> **What is required**
Please update the records below, changing every "reference point" to "anchor point" and leaving the rest as it stands.

A block of data
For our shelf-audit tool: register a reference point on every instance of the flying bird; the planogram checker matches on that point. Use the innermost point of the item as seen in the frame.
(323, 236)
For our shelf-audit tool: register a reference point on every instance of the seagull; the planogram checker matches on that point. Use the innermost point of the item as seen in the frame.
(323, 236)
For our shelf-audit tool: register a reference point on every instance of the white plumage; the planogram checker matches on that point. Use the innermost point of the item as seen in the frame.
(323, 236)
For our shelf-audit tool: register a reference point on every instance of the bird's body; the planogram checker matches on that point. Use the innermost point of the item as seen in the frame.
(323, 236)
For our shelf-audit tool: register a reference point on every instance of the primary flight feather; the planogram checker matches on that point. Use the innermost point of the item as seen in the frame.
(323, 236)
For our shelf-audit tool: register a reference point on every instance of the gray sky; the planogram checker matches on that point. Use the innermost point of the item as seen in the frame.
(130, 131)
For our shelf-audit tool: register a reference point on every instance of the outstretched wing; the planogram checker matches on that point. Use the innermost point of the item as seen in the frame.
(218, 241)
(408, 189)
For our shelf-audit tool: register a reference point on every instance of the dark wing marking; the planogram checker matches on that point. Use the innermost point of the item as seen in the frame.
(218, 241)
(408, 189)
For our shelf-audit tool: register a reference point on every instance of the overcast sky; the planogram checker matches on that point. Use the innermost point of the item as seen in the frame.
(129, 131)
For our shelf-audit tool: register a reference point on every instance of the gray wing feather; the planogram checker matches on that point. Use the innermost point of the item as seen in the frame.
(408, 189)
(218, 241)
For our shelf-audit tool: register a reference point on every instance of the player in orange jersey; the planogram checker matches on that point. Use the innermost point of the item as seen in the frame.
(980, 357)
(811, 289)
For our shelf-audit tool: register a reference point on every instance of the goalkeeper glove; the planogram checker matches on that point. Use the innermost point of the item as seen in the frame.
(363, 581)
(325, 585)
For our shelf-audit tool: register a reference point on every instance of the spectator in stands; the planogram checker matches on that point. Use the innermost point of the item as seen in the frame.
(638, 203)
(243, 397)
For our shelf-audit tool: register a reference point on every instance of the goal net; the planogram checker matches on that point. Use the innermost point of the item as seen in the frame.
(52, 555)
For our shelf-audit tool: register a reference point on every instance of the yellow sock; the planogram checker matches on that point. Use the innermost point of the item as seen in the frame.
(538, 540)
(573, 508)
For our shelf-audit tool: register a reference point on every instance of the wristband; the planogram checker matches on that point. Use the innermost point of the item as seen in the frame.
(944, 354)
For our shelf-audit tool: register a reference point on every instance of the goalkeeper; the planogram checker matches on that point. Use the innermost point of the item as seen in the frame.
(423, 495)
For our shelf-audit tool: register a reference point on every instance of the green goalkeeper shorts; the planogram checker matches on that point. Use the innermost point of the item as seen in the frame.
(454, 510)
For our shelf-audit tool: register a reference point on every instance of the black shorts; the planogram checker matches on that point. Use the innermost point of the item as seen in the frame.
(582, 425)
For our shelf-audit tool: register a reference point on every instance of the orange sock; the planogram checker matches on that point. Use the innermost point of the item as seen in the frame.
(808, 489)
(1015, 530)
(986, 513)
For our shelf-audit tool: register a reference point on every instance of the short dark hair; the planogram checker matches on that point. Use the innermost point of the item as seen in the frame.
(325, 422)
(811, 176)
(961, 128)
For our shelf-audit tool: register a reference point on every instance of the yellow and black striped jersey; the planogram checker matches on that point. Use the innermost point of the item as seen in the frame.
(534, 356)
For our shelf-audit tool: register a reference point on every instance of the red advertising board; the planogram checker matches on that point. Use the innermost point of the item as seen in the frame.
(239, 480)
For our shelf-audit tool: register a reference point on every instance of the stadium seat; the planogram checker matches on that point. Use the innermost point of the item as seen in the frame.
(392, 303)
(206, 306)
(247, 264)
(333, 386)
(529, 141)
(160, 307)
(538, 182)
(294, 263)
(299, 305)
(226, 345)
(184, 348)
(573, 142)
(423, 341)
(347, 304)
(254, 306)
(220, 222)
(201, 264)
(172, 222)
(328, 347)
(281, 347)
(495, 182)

> **Right answer**
For our shelf-audit tool: register a anchor point on every instance of the flying bird; the planogram checker matches on that point. Use the innermost point of the item as seen in the frame.
(323, 236)
For our shelf-audit tool: register a anchor point on every instance of the seagull; the planogram checker matches on that point. Use the innermost point of the item as seen in the frame.
(323, 236)
For our shelf-audit tool: register a anchor point on every instance of the white plumage; the planogram checker matches on that point. Use the innermost point of the item as seen in the frame.
(323, 236)
For our shelf-audit tool: register a anchor point on every instance of the bird's body; the planogram checker matches on that point. Use the innermost point of the item as seen in the frame.
(323, 236)
For our shelf-audit tool: register a anchor point on every instance of the primary flight feather; the planogram checker matches on that point. Use the innermost point of the item as seen in the frame.
(323, 236)
For our shelf-audit tool: register a anchor point on every instance of the gray sky; the planogram checker matches on that point. Use the innermost point of the item as seen in the frame.
(130, 131)
For our shelf-audit tool: register a anchor point on every instance of the outstretched wing; the planogram checker matches on that point. Use the innermost point of the item as seen in the frame.
(218, 241)
(408, 189)
For our shelf-audit tool: register a anchor point on every instance of the dark wing marking; the planogram checker matches on that point. Use the innermost point of the item as seen in the frame.
(218, 241)
(408, 189)
For our shelf-audit tool: register a anchor point on every instance of the overcast sky; the planogram checker matches on that point. Use the innermost point of the item as seen in the frame.
(129, 131)
For our shelf-audit tool: register a anchor point on every instance of the gray wing feather; the planogram checker matches on that point. Use the innermost point of the item as seen in the frame.
(408, 189)
(218, 241)
For our shelf-audit tool: register a anchor point on every instance of the player in orange jersey; the planogram checker matches on that point. Use the innermost point of the item as seen in the frame.
(980, 357)
(811, 289)
For our shelf-audit tool: register a anchor point on every instance of the goalkeeper glove; the planogram checker matches on that point. Use the innermost point of the item as seen in the frame.
(363, 581)
(325, 585)
For our shelf-audit tool: register a anchor point on every instance of the spectator in stands; the planogram checker matches on that point. Use the innermost point of the item as seen in the frame.
(638, 203)
(243, 397)
For our shelf-audit tool: register a anchor point on every instance of the goal net; the planogram checker matches on that point. Use the innermost point of the item as seen in the frame.
(52, 555)
For our shelf-audit tool: register a anchor point on every instance of the yellow sock; the planogram checker matches on that point. Use the innermost point of the item as seen in the frame.
(538, 540)
(573, 508)
For our shelf-audit tool: register a anchor point on every instance of the wristband; the planogram checker matches on that point. Use the innermost point of the item as seen in the frame.
(944, 354)
For our shelf-audit tool: register a anchor point on every instance of the goalkeeper; the planogram checker matches on that point. Use the innermost point of the item as seen in the frame.
(423, 495)
For our shelf-audit tool: register a anchor point on every instance of the green goalkeeper shorts; the planogram checker matches on that point. Use the innermost point of the item as seen in the frame.
(454, 510)
For our shelf-audit tool: register a anchor point on every instance of the black shorts; the planogram checker matches on that point. Use the innermost point of the item as seen in the frame.
(582, 425)
For our shelf-audit tool: register a anchor point on every instance of the orange sock; the planogram checker matches on that point. Use the innermost point of the item as seen in the frame.
(808, 489)
(1015, 530)
(986, 513)
For our shelf-audit tool: register a anchor point on every instance of the short dark hair; the planogram checker matches on that point. Use the innermost point of the item as seen in the frame.
(325, 422)
(811, 176)
(961, 128)
For our shelf-audit tool: register a anchor point on every instance of the yellow and black striped jersey; the planogram checker matches on that point. Use the innermost point of the item as seen in the frame.
(534, 356)
For our shelf-audit tool: register a anchor point on every instance of the red advertising board; the planogram checker matches on that point. Use the innermost point of the item as seen in the frame.
(239, 480)
For our shelf-audit tool: register a anchor point on every instance of the stadium seat; the planogram checker matches on that point. Use the innermost point of the item as seen in the frame.
(392, 303)
(206, 306)
(247, 264)
(333, 386)
(529, 141)
(160, 307)
(538, 182)
(294, 263)
(299, 305)
(226, 345)
(184, 348)
(573, 142)
(423, 341)
(347, 304)
(254, 306)
(220, 222)
(201, 264)
(172, 222)
(328, 347)
(281, 347)
(495, 182)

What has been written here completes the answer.